_YOUR INSTRUCTIONS_: Find and copy each line in the material below where the string "bounding" occurs.
━━━━━━━━
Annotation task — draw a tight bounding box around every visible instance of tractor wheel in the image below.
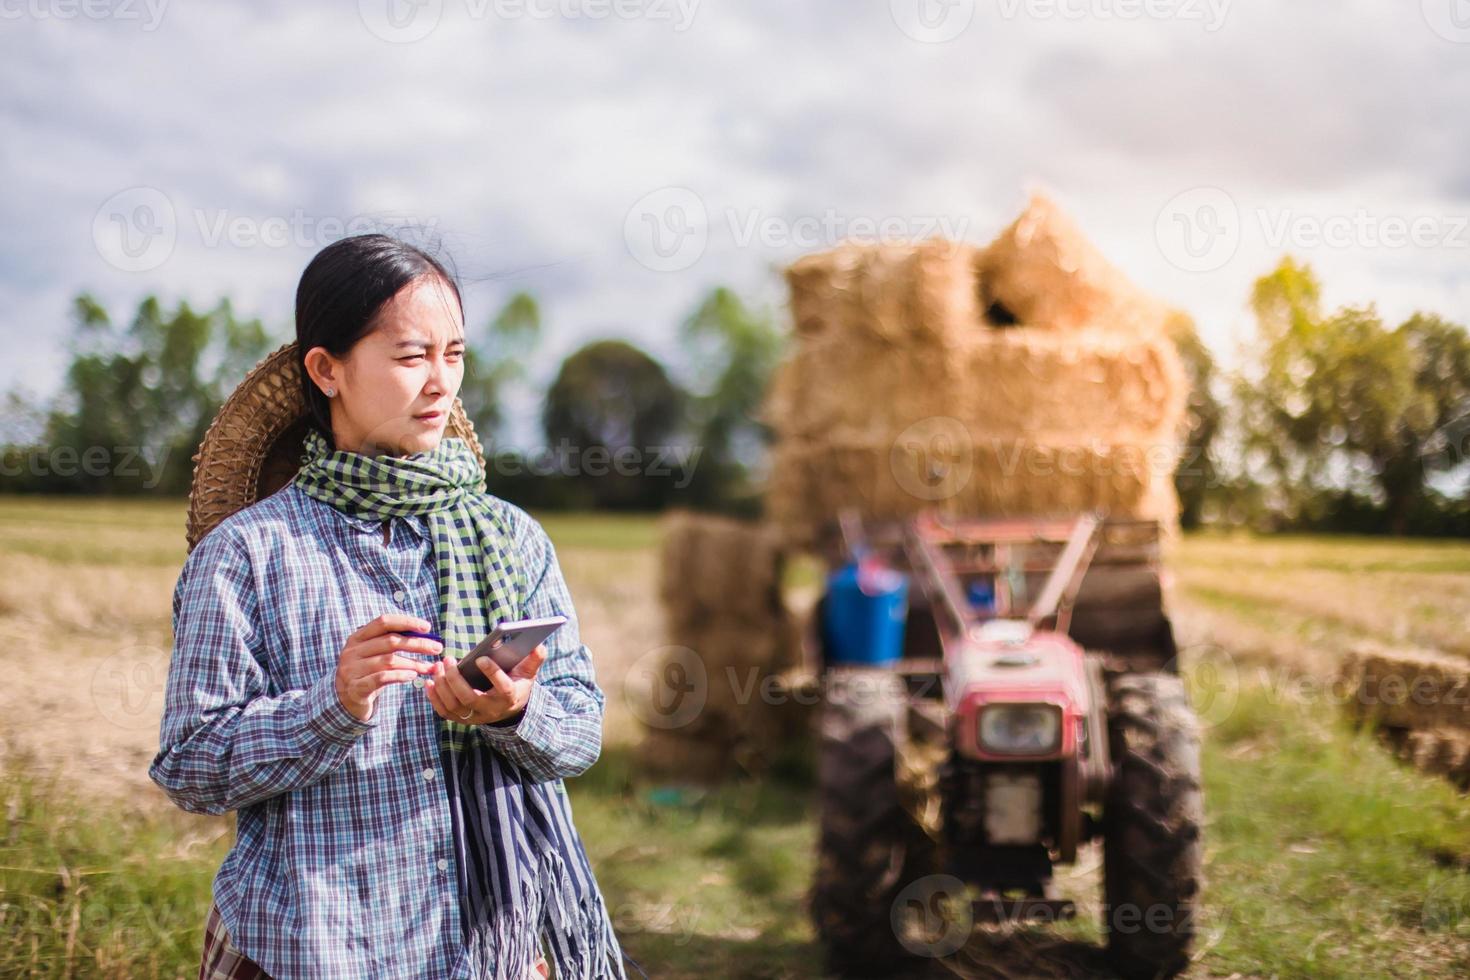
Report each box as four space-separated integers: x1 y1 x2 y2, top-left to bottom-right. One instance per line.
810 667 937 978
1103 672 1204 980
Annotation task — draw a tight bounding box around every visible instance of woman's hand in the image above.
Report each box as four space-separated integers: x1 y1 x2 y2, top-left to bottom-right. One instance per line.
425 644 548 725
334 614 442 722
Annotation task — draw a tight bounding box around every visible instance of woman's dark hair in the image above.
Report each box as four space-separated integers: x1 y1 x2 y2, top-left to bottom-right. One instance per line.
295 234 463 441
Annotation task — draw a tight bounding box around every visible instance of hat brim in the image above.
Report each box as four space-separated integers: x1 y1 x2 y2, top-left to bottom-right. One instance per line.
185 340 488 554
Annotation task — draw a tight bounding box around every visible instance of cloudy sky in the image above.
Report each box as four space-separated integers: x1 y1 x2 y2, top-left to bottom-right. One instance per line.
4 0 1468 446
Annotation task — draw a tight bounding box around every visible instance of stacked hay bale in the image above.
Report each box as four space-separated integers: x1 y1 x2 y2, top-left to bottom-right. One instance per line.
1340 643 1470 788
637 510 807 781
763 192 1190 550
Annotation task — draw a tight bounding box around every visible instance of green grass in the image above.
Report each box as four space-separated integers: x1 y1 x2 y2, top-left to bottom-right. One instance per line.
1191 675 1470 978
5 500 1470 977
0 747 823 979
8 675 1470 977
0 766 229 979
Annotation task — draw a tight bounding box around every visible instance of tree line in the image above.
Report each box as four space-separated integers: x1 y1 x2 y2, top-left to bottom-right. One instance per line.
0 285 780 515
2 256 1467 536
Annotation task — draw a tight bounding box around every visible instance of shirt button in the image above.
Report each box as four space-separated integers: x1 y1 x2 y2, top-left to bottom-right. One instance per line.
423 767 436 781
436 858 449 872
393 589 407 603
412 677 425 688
━━━━━━━━
_EXPECTED OUTPUT_:
Annotation task — draw a tight bounding box around every visible instance of tractor wheel in the image below.
Annotation task — draw a tight bounding box around every visible instance of woman's hand in the image above.
Annotation task — draw a tight bounding box around every visible instance of woman's dark hair in the image above.
Annotation task — draw a tight bounding box around every visible instance of hat brim in the image above.
Annotation task — draw a tight bounding box around every visible instance of cloudy sky in the image above.
Annotation task — draw a tight bounding box around every visible instance of stacked hay bale in the image above.
Annotation task — draw a tight bounding box around every visible instance of green grass in the image above.
Annotation task — draw a tight bounding box around every visible instance of tree line in the image above.
Annotation task — draw a tight bounding box around every visible instance of shirt button in the image above.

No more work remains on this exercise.